Set problem. Include in the output the line containing "Check that each instance of the chimpanzee's lower" and each subsequent line of the records, through the end, transcribed exactly. Add nothing else.

Records from a dataset

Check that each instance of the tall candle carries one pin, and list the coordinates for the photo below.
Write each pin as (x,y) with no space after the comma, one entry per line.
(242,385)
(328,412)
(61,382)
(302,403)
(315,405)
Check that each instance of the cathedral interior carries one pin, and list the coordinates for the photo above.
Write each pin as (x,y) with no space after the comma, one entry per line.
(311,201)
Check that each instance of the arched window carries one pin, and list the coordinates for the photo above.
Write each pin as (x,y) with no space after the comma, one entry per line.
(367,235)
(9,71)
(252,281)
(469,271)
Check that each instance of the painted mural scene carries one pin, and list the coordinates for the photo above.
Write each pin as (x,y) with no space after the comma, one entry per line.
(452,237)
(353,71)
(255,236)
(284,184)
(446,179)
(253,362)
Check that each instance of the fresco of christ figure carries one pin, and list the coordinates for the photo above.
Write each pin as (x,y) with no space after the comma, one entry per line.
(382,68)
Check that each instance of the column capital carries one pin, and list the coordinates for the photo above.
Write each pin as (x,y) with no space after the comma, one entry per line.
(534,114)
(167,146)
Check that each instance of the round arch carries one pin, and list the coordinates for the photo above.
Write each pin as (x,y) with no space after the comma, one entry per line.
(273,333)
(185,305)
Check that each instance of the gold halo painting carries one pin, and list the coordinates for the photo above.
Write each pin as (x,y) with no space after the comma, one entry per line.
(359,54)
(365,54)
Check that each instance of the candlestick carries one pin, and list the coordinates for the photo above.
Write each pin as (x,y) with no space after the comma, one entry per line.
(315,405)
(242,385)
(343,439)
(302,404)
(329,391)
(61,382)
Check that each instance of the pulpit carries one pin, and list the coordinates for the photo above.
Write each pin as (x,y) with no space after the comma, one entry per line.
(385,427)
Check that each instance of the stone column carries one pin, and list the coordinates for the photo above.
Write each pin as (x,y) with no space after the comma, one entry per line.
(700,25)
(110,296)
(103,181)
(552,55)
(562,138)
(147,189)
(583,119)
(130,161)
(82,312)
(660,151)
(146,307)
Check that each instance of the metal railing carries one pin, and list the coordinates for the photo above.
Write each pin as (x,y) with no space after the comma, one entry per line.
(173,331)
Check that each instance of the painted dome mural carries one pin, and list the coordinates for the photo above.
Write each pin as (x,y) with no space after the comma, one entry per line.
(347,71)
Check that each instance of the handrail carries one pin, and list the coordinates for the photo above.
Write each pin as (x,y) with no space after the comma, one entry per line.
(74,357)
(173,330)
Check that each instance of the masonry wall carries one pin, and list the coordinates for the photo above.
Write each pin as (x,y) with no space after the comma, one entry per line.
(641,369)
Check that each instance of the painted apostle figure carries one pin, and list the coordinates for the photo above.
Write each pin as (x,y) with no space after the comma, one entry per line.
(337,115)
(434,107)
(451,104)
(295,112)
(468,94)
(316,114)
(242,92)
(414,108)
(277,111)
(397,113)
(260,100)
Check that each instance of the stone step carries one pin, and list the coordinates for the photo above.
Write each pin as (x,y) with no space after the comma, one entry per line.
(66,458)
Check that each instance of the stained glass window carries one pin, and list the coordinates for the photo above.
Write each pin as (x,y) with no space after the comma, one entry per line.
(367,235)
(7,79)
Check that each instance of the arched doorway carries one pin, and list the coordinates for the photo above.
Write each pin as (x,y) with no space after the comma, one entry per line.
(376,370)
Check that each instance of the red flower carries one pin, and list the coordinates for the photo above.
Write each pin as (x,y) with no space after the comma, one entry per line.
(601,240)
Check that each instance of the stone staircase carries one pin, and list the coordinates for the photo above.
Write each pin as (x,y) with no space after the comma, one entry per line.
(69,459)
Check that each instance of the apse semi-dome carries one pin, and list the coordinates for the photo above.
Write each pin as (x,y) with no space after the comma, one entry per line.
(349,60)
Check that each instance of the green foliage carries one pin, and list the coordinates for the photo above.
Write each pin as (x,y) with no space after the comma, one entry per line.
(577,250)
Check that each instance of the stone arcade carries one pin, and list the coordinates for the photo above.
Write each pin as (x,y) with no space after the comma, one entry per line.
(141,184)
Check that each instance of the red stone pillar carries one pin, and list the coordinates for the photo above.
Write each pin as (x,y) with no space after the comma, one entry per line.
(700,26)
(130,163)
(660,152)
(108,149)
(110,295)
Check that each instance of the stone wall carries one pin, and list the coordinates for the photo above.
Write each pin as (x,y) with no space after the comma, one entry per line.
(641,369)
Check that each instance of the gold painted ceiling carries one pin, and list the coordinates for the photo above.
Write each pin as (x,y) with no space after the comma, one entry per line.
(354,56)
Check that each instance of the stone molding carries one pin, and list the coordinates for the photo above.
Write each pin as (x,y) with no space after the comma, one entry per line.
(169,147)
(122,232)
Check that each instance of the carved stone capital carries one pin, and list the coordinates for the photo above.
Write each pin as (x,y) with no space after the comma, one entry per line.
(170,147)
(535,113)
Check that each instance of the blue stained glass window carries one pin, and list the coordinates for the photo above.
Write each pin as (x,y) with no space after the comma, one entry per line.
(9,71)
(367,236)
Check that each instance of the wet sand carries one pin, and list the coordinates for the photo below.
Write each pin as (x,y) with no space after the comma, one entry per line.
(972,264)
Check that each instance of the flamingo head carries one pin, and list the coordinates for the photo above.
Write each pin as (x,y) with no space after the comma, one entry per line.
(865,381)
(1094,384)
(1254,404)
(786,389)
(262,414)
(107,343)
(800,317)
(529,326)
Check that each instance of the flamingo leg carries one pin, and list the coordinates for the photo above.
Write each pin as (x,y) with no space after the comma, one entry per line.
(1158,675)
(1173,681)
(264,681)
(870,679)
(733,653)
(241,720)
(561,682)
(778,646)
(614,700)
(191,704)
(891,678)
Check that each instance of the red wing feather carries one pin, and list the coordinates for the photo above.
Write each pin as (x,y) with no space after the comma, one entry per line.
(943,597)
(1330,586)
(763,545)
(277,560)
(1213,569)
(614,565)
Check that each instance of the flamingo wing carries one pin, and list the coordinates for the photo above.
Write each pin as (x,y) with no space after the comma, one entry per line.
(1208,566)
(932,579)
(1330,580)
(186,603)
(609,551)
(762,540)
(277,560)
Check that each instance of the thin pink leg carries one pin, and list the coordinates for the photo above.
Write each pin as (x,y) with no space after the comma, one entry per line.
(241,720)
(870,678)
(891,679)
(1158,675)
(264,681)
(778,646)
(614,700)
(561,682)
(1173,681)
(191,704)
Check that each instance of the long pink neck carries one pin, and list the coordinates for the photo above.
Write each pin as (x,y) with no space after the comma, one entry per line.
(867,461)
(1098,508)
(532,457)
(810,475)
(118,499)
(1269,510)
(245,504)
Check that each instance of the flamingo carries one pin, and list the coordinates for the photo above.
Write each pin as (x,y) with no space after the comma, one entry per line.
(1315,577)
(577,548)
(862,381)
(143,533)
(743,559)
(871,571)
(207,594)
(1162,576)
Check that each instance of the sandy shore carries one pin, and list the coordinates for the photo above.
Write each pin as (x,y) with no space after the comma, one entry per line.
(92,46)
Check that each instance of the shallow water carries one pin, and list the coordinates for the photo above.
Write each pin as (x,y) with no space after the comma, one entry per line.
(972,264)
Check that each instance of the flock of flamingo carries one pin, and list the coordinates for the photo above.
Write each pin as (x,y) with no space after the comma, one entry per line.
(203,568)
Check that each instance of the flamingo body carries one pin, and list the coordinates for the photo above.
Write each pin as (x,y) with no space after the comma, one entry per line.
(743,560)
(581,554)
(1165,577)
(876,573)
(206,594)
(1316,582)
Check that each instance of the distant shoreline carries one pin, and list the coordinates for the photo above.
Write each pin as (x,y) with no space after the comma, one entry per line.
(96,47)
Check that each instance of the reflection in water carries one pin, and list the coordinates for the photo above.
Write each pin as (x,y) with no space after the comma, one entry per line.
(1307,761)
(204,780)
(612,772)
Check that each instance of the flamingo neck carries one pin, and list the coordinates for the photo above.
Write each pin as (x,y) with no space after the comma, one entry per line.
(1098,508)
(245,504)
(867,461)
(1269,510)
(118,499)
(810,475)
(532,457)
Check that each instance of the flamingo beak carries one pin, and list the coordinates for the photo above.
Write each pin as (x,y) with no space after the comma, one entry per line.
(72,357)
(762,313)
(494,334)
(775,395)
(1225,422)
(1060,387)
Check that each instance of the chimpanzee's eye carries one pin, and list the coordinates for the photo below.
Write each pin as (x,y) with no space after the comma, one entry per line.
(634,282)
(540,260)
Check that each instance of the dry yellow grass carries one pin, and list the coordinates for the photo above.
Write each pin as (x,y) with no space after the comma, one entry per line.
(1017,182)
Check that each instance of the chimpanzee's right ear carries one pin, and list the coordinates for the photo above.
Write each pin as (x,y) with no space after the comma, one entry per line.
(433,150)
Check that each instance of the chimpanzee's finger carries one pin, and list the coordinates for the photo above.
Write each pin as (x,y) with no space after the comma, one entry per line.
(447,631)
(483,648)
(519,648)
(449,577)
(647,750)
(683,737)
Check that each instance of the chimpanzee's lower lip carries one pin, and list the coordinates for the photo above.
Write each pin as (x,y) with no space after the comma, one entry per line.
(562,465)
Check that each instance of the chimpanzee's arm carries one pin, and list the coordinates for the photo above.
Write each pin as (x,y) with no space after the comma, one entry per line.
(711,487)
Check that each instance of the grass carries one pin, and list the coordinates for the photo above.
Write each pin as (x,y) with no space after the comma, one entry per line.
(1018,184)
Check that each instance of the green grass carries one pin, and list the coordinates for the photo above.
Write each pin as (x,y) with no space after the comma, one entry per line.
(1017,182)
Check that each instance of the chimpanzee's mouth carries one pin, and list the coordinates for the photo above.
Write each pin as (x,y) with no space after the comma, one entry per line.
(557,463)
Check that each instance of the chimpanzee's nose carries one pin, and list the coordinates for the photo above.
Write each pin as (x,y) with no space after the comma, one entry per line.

Task output.
Check that each instance of the chimpanzee's lower lip carries one pin, and list the coordinates for the photo above.
Write each pin as (x,y) with no space after the comma, one entry per line.
(562,465)
Check that each instance of the chimpanzee's arm carries one pin, and list the coordinates for the photo above.
Write each pin as (x,y) with no space after the comma, one entry per line.
(711,487)
Check that each instance of the grass carries one pin, and list the coordinates for the photo above.
Write each pin as (x,y) with no space after the comma, one entry per line.
(1018,184)
Check that each instance of the green grass carries one pin, and list the coordinates for the photo above.
Write each pin as (x,y) with no space after the comma, one entry per line.
(1017,182)
Check that each instance of the chimpanzee's mouth carries one pin, and list the coordinates for the photo above.
Write each pin as (x,y) with no space after the comma, one entry per line.
(557,463)
Check that each instance of the chimpanzee's nose carries one pin, and list the coordinates for the photo above.
Write each pin as (x,y) with no space after the comma, one entry per line.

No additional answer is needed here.